[Dataset entries]

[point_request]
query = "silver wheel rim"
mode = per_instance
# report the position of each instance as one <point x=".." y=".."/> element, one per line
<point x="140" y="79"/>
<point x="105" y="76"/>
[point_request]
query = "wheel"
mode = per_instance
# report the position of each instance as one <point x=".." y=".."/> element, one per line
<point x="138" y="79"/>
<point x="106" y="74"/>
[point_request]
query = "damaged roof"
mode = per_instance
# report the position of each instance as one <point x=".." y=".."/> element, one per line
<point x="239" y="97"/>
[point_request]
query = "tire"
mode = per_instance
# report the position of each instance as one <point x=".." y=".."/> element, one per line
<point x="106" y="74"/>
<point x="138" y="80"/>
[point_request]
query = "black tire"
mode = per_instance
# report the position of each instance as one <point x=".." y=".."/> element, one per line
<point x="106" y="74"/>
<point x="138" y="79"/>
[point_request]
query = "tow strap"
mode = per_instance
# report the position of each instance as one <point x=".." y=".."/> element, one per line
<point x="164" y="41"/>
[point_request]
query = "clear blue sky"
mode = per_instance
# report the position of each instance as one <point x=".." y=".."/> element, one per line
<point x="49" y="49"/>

### TASK GOAL
Indicate how many lines in the records above contain the word "query", giving only the number.

### SOLUTION BELOW
7